#### Your instructions:
Print the data exactly, leaving nothing out.

++++ Entries shown

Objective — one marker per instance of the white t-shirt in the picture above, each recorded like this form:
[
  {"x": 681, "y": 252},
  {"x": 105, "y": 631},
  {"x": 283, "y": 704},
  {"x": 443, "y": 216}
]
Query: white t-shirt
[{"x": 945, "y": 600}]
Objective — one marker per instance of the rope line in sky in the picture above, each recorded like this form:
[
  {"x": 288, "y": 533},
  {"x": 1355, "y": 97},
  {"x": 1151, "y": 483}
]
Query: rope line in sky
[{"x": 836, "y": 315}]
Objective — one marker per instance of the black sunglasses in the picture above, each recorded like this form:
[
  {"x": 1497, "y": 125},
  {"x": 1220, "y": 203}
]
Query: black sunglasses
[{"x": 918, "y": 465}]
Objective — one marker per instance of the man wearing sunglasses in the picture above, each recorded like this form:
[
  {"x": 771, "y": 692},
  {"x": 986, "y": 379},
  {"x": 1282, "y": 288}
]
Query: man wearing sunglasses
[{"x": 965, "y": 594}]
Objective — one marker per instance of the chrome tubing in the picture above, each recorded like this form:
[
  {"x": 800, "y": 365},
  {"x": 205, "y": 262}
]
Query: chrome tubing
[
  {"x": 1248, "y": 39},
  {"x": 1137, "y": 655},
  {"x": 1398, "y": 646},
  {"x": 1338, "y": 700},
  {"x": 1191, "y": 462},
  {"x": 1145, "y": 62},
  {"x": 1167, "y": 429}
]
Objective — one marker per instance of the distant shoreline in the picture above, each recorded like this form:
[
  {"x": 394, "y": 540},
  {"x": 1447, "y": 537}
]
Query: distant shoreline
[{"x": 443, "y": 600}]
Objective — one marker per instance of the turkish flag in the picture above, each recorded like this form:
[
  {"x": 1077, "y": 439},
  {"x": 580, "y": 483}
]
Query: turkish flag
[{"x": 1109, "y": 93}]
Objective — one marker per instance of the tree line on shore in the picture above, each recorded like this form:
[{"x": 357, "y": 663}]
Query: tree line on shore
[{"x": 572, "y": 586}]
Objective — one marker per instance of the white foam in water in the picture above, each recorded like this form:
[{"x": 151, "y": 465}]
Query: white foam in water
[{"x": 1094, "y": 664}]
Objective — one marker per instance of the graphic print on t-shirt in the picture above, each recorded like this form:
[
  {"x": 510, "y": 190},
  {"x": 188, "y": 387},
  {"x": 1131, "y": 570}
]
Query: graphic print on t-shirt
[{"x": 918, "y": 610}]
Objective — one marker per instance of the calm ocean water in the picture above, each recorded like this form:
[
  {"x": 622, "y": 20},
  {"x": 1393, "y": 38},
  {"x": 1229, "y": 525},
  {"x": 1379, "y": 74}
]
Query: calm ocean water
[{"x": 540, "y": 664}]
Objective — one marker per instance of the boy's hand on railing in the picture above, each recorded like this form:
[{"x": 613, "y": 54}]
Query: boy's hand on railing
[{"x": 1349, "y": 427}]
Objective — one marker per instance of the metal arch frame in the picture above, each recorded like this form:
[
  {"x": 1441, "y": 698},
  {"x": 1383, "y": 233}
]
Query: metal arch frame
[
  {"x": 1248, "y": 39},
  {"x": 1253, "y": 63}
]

++++++++

#### Output:
Objective — one marker per instance of the white t-shirt in the picture above, each recorded like this form:
[
  {"x": 681, "y": 252},
  {"x": 105, "y": 631},
  {"x": 283, "y": 704},
  {"x": 443, "y": 216}
]
Query: white t-shirt
[{"x": 945, "y": 600}]
Objective — one marker per instance of the rope line in sky in the picture above, each recorded like this form:
[
  {"x": 288, "y": 533},
  {"x": 1355, "y": 97},
  {"x": 1151, "y": 483}
]
Query: rope line in sky
[{"x": 836, "y": 315}]
Objective — one marker per instance of the black sunglasses in the picture above, each recorded like this form:
[
  {"x": 1497, "y": 125},
  {"x": 1220, "y": 203}
]
Query: black sunglasses
[{"x": 918, "y": 465}]
Objective — one marker per instance of the man wearing sunglasses in the picture above, each recorded like this form:
[
  {"x": 771, "y": 692},
  {"x": 986, "y": 379},
  {"x": 1282, "y": 288}
]
Query: man wearing sunglasses
[{"x": 965, "y": 594}]
Objective — one marker per instance of the chrome tubing in the picture above, each recorded like this form:
[
  {"x": 800, "y": 365},
  {"x": 205, "y": 262}
]
Query: chrome tubing
[
  {"x": 1248, "y": 39},
  {"x": 1137, "y": 655},
  {"x": 1398, "y": 646},
  {"x": 1338, "y": 700},
  {"x": 1191, "y": 462},
  {"x": 1145, "y": 62},
  {"x": 1167, "y": 429}
]
Objective — one marker per instance of the distant shoreline in the picture above, each recorded like this form:
[
  {"x": 394, "y": 540},
  {"x": 1447, "y": 537}
]
Query: distant shoreline
[{"x": 443, "y": 600}]
Objective — one marker per instance of the turkish flag in the picture above, each recorded like this form:
[
  {"x": 1077, "y": 439},
  {"x": 580, "y": 483}
]
Query: turkish flag
[{"x": 1109, "y": 93}]
Objective — one marker per instance of the tree line on shore in the picture above, each recorded like this form:
[{"x": 357, "y": 663}]
Query: tree line on shore
[{"x": 572, "y": 586}]
Objective — one marker per instance of the white foam in water in the picture above, each recorded like this form:
[{"x": 151, "y": 465}]
Query: white foam in water
[{"x": 1094, "y": 664}]
Objective — one marker per instance of the graphic print on t-shirt in the picture above, each recorded like this form:
[
  {"x": 510, "y": 190},
  {"x": 188, "y": 387},
  {"x": 1131, "y": 570}
]
Query: graphic print on t-shirt
[{"x": 918, "y": 610}]
Objective — one marker per instance of the calm ocean water in the picture above, each recorded like this form:
[
  {"x": 622, "y": 20},
  {"x": 1393, "y": 38},
  {"x": 1229, "y": 525},
  {"x": 1379, "y": 74}
]
Query: calm ocean water
[{"x": 540, "y": 664}]
Objective — one marker per instance of the boy's hand on railing in the picture above, each recorded like this form:
[{"x": 613, "y": 54}]
Query: boy's hand on railing
[{"x": 1349, "y": 427}]
Objective — one marker per instance of the metal arch frame in the picture above, each recorded like this form:
[
  {"x": 1441, "y": 698},
  {"x": 1383, "y": 233}
]
Query: metal arch frame
[
  {"x": 1248, "y": 39},
  {"x": 1253, "y": 63}
]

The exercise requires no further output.